TASK PROMPT: Which people does the text below on Lagos housing and Eko Atlantic City mention by name? List every one.

TEXT SECTION:

Inyang struggles to understand the insistence on claiming land back from water. “There’s plenty of land along Abeokuta road, free from water,” he says about the expanses to the north of the city, on the Lagos mainland. “Why are they not building this there?” It is a good question. Lagos’s islands teem with unoccupied luxury developments, priced out of the reach of all but the city’s richest, while multitudes continue to make do with slums and slum-like housing. The city desperately needs mass low-cost housing away from the Islands and Lekki peninsula. The last ambitious housing programme, comissioned when Lateef Jakande was Governor, is already three decades old. The state government estimates an existing shortage of five million homes, as well as an annual delivery of 200,000 houses to keep up with the population. It recently unveiled a programme to build, over the next two years, 1,000 apartments – a negligible attempt in light of reality.

Journalist Neuwirth is another sceptic. He has spent time living in and researching Lagos, and his second book, Shadow Cities: A Billion Squatters, A New Urban World, details his experiences living in four squatter communities on four continents. He worries about the “separateness” of developments like Eko Atlantic. “I’m not against rich people having housing but I don’t pretend that it will transform the rest of Lagos.” he tells me. “It doesn’t really constitute development for the masses of people. It’s not going to change the infrastructure on the mainland or the way traffic moves through Apapa. It’s simply one development for a very small percentage of the population.”

 

A Big Dream Needs Big Developers

Eko Atlantic City is plugged as a public-private partnership between the Lagos State Government and the Chagoury Group, which owns South Energyx. The Chagoury Group, with extensive interests in construction, real estate and hospitality, among other areas, was founded by brothers Gilbert and Ronald Chagoury. Gilbert, born in 1946 in Lagos, to Lebanese migrant parents, is the oldest of eight siblings. Together with younger brother Ronald he founded the Chagoury Group in 1971. He gained prominence in the early 1990s as a close friend of Nigeria’s military dictator Sani Abacha, and member of his circle of financial advisers and fixers. Philip Vasset, a French journalist and Chief Editor of the newsletter Africa Energy Intelligence, has described him as “the gatekeeper to Abacha’s presidency”.

INFORMATION SUPPLIED:
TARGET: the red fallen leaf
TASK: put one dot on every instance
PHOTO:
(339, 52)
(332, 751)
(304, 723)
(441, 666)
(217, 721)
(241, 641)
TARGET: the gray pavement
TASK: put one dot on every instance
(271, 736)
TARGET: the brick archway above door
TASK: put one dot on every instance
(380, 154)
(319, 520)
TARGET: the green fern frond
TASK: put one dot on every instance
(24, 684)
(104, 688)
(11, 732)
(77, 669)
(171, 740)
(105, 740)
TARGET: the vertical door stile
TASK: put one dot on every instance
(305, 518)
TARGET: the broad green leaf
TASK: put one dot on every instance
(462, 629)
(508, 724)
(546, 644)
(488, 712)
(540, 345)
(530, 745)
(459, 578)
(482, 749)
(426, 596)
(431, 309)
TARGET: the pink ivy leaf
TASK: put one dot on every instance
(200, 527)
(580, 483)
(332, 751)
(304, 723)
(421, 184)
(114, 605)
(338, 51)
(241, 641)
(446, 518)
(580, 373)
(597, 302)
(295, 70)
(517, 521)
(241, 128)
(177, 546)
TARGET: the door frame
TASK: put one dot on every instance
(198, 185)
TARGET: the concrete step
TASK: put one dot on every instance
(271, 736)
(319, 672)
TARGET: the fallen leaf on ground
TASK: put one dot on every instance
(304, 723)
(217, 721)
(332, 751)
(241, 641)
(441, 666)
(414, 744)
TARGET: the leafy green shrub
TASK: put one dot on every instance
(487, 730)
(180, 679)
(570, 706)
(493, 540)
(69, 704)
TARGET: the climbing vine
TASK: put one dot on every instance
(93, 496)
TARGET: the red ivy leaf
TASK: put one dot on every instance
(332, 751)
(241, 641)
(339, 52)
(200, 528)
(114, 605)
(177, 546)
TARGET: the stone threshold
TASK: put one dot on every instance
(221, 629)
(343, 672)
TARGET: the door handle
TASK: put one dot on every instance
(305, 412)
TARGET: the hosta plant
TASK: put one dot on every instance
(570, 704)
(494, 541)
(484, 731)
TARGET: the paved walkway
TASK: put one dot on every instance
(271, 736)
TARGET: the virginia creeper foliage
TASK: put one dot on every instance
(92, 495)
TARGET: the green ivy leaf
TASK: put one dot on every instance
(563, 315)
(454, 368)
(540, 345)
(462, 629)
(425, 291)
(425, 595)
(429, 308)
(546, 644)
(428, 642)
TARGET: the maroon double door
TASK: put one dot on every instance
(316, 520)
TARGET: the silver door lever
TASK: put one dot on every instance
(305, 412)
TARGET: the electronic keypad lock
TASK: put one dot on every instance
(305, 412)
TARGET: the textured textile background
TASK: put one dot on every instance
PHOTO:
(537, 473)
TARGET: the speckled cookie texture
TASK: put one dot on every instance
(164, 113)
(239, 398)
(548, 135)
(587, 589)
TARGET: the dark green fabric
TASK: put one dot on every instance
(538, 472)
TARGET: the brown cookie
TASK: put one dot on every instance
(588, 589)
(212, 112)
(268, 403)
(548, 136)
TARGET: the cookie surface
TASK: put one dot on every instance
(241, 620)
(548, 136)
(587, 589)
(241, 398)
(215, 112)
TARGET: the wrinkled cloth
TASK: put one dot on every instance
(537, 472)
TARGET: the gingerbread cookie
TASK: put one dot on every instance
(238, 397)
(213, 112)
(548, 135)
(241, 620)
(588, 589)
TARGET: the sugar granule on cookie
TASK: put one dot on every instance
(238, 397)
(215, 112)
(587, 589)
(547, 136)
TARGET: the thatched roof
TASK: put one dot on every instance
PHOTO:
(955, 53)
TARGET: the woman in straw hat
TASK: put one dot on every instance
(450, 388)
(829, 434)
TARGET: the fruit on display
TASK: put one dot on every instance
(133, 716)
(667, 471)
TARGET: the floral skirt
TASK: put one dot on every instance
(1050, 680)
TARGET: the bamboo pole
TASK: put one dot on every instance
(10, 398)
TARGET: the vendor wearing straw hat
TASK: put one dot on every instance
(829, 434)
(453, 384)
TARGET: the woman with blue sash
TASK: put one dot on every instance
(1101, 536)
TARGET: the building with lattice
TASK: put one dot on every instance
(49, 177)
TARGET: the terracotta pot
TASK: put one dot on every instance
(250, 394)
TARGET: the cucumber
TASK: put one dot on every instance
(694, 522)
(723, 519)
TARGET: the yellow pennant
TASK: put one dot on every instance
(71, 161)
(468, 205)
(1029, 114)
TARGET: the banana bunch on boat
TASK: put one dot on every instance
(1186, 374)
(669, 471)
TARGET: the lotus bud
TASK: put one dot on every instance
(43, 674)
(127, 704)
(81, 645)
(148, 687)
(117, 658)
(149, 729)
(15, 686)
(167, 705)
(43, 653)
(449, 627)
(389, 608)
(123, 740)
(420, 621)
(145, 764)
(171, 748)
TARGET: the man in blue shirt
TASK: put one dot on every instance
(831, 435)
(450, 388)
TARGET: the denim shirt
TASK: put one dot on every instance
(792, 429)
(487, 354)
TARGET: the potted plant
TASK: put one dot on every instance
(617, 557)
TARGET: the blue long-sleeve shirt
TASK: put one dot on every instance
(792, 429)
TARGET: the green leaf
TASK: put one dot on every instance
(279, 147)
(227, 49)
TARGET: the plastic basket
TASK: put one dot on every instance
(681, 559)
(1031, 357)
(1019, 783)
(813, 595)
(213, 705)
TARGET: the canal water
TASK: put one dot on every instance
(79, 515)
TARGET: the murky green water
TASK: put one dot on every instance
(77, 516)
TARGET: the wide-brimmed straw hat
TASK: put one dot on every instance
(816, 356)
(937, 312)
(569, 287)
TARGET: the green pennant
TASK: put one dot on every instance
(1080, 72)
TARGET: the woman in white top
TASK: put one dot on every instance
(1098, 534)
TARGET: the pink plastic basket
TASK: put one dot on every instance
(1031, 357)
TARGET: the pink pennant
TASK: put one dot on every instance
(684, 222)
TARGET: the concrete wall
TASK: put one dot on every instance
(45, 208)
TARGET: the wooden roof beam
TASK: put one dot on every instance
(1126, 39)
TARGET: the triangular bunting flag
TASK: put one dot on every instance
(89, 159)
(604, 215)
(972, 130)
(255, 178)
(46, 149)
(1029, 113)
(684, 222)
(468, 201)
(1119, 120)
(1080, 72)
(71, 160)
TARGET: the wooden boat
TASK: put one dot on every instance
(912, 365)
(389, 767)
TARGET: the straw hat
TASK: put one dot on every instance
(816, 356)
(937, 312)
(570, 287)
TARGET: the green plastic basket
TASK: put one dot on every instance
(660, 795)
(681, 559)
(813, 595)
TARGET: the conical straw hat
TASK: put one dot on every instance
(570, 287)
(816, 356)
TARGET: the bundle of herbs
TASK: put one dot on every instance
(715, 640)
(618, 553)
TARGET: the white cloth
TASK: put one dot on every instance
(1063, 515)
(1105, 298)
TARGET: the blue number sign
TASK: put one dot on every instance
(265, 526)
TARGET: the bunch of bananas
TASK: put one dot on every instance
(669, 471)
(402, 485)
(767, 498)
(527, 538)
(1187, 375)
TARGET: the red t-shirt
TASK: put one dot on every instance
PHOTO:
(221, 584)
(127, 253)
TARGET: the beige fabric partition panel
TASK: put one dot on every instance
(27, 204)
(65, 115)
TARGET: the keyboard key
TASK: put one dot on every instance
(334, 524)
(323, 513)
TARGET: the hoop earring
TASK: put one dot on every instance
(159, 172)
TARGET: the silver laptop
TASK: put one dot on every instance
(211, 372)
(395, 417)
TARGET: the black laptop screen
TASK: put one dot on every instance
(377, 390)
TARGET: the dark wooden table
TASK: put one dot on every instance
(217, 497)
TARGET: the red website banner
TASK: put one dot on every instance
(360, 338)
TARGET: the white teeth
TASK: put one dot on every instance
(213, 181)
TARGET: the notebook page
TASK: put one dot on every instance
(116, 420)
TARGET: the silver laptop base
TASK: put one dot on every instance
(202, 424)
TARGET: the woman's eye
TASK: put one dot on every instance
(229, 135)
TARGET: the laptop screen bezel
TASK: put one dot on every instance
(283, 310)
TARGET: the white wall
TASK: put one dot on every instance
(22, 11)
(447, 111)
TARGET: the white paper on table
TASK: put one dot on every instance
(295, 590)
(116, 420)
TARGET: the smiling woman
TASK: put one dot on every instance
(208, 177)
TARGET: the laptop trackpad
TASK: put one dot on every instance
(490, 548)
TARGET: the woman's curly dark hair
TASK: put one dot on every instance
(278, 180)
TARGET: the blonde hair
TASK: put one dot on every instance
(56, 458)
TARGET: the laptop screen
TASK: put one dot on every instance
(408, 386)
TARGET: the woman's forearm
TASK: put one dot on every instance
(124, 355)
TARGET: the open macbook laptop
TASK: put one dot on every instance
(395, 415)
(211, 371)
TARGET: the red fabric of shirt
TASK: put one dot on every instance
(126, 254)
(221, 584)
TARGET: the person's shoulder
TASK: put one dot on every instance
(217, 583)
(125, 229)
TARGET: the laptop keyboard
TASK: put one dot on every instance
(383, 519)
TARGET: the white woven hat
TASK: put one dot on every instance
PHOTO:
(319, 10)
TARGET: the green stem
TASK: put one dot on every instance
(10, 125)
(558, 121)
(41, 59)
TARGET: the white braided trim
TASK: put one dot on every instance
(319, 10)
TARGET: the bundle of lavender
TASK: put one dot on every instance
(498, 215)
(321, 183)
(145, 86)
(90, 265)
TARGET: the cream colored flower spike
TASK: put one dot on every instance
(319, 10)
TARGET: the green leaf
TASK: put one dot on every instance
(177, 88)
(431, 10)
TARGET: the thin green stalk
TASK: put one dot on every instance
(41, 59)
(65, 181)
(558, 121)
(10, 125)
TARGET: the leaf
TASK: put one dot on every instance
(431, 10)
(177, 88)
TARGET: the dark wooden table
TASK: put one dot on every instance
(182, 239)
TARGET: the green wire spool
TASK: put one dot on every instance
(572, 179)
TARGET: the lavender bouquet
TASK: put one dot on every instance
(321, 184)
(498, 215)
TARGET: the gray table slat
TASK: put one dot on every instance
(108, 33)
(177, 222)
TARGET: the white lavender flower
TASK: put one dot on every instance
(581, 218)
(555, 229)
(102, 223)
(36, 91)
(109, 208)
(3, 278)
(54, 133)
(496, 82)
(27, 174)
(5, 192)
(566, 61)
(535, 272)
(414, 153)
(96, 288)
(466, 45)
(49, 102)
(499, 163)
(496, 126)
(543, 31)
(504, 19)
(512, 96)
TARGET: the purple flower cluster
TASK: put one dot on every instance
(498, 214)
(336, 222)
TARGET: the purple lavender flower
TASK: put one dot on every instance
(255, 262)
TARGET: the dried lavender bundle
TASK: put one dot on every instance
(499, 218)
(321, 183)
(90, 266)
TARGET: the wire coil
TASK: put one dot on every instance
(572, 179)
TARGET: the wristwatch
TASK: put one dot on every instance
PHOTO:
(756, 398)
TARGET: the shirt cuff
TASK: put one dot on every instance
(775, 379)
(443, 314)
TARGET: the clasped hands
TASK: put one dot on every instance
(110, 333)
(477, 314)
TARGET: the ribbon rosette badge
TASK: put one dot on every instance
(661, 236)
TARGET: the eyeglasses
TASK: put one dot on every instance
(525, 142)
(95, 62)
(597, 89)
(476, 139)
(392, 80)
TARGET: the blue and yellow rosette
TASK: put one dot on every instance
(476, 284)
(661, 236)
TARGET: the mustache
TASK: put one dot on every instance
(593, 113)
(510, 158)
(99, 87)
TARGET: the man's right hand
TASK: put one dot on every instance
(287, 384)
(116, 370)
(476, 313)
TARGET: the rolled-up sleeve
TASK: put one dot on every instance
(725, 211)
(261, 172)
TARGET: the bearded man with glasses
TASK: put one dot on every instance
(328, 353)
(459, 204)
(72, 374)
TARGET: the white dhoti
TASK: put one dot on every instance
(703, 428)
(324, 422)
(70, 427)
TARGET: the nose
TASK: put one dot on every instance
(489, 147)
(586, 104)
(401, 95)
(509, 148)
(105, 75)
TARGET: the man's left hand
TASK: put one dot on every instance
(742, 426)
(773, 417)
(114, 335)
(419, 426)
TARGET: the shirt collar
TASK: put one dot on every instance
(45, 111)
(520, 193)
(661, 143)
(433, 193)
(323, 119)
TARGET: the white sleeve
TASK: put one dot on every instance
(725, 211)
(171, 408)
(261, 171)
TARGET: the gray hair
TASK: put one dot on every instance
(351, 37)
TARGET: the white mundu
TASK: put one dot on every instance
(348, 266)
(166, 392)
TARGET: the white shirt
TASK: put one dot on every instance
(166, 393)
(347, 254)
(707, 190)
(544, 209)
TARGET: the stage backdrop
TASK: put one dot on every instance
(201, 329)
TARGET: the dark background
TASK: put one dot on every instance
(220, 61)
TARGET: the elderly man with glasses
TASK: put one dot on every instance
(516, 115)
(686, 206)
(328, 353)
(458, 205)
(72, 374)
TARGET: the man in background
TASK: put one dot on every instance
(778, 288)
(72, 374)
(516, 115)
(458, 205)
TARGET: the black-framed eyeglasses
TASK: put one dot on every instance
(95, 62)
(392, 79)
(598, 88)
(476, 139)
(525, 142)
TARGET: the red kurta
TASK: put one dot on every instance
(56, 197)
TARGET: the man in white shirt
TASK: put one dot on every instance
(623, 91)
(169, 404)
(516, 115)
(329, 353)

EXERCISE RESPONSE:
Inyang
Lateef Jakande
Neuwirth
Gilbert Chagoury
Ronald Chagoury
Sani Abacha
Philip Vasset